● **Goal**: Put everything from the line containing "Could you please locate the window" down through the last of the lines below, both ends included, into a Markdown table with the columns Row and Line. Number each line in order and leave out any blank ones.

● **Data for this task**:
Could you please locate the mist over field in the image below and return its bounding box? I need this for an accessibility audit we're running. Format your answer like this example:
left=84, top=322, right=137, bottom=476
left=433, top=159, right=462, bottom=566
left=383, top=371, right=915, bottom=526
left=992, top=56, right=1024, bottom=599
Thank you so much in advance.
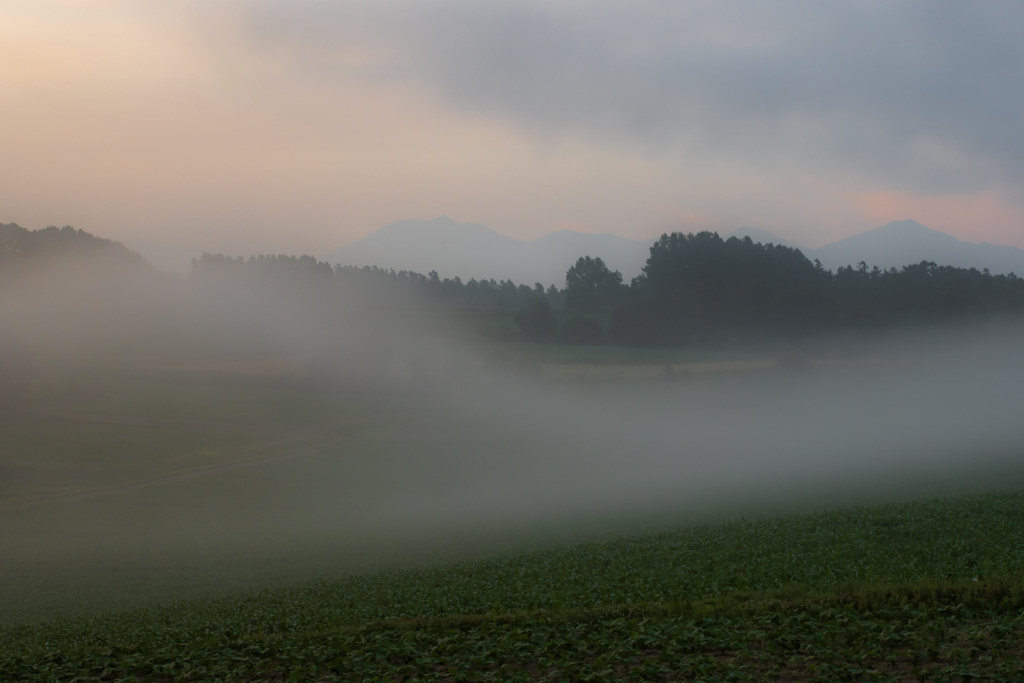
left=0, top=246, right=1024, bottom=611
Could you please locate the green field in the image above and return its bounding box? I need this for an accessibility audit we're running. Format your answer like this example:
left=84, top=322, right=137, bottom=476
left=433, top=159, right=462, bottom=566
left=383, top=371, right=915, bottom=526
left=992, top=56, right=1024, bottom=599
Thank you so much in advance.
left=6, top=494, right=1024, bottom=681
left=6, top=352, right=1024, bottom=681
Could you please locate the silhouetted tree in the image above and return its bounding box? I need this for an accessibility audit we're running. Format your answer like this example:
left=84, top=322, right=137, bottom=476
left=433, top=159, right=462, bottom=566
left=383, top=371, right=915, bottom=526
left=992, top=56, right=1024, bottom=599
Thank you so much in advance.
left=565, top=256, right=627, bottom=313
left=515, top=296, right=556, bottom=341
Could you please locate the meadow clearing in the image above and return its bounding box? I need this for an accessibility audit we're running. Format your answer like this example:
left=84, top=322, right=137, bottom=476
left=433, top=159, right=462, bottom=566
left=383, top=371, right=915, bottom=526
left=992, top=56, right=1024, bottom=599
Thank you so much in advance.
left=6, top=344, right=1024, bottom=681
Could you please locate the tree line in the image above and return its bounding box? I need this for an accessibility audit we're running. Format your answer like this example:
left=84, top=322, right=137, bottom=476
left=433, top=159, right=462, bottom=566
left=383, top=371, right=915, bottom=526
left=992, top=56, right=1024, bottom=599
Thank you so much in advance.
left=565, top=231, right=1024, bottom=346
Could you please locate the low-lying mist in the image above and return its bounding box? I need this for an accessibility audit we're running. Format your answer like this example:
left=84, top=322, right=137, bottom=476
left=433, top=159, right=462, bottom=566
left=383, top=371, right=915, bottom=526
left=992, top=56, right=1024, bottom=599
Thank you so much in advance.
left=0, top=254, right=1024, bottom=611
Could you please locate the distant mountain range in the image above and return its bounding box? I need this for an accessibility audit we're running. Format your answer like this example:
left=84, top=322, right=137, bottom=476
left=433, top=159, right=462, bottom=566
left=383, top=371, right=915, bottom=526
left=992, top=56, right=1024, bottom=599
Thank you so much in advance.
left=327, top=216, right=653, bottom=287
left=326, top=216, right=1024, bottom=287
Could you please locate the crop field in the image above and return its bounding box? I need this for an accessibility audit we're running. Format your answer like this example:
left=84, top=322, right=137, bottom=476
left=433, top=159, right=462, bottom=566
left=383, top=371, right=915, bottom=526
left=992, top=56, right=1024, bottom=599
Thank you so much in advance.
left=6, top=350, right=1024, bottom=681
left=6, top=493, right=1024, bottom=681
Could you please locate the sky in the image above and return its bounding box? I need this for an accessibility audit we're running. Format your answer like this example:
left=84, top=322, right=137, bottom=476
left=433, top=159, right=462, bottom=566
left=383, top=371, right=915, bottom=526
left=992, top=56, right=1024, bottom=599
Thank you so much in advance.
left=0, top=0, right=1024, bottom=264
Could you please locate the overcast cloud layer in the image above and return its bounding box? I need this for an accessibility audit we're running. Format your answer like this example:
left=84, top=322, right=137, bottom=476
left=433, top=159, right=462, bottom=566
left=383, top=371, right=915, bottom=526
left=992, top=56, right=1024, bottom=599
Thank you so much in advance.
left=0, top=0, right=1024, bottom=259
left=246, top=1, right=1024, bottom=194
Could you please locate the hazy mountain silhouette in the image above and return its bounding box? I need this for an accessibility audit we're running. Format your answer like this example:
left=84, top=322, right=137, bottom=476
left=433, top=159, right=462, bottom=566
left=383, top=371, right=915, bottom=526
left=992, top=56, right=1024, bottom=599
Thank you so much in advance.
left=0, top=223, right=150, bottom=268
left=327, top=216, right=653, bottom=287
left=724, top=227, right=794, bottom=249
left=802, top=220, right=1024, bottom=274
left=326, top=216, right=1024, bottom=287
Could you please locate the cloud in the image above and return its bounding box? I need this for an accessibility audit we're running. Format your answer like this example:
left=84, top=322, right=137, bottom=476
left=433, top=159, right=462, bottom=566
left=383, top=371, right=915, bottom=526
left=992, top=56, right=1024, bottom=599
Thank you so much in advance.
left=237, top=0, right=1024, bottom=195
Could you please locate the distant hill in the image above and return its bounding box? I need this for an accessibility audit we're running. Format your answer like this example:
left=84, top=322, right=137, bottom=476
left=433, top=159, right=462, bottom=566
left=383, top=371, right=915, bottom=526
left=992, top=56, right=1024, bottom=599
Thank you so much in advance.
left=326, top=216, right=1024, bottom=287
left=803, top=220, right=1024, bottom=274
left=0, top=223, right=147, bottom=267
left=326, top=216, right=653, bottom=287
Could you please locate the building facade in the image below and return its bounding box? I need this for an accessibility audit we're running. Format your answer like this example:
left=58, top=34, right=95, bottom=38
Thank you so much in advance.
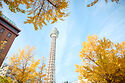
left=47, top=28, right=59, bottom=83
left=0, top=15, right=20, bottom=66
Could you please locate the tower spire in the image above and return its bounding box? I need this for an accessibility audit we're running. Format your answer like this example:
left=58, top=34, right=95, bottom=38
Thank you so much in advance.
left=48, top=28, right=59, bottom=83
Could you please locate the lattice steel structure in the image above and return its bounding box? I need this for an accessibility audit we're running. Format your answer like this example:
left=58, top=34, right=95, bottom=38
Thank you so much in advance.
left=47, top=28, right=59, bottom=83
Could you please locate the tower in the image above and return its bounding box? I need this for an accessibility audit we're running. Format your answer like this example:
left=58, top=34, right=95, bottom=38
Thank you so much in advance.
left=47, top=28, right=59, bottom=83
left=0, top=15, right=21, bottom=66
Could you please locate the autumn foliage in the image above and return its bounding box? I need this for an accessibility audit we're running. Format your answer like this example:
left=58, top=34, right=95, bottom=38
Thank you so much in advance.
left=10, top=47, right=47, bottom=83
left=0, top=0, right=69, bottom=30
left=76, top=35, right=125, bottom=83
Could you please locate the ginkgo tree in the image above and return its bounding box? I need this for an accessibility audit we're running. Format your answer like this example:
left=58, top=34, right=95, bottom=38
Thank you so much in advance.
left=9, top=46, right=46, bottom=83
left=0, top=0, right=119, bottom=30
left=76, top=35, right=125, bottom=83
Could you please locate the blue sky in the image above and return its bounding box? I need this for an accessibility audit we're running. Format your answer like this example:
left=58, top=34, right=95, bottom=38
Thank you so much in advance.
left=2, top=0, right=125, bottom=83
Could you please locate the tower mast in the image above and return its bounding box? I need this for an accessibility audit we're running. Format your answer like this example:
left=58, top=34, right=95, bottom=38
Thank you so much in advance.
left=48, top=28, right=59, bottom=83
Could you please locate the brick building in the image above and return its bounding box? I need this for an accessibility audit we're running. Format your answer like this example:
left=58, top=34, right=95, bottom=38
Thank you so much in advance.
left=0, top=15, right=20, bottom=66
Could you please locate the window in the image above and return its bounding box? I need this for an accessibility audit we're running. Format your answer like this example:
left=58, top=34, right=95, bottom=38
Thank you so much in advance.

● **Complete answer**:
| Row | Line |
|---|---|
| 1 | Could you please locate the window in the image above and return its bounding box? I need this for an accessibility audit we're running. Format your answer like this example: |
| 2 | left=58, top=34, right=95, bottom=38 |
| 3 | Thank you so much in advance. |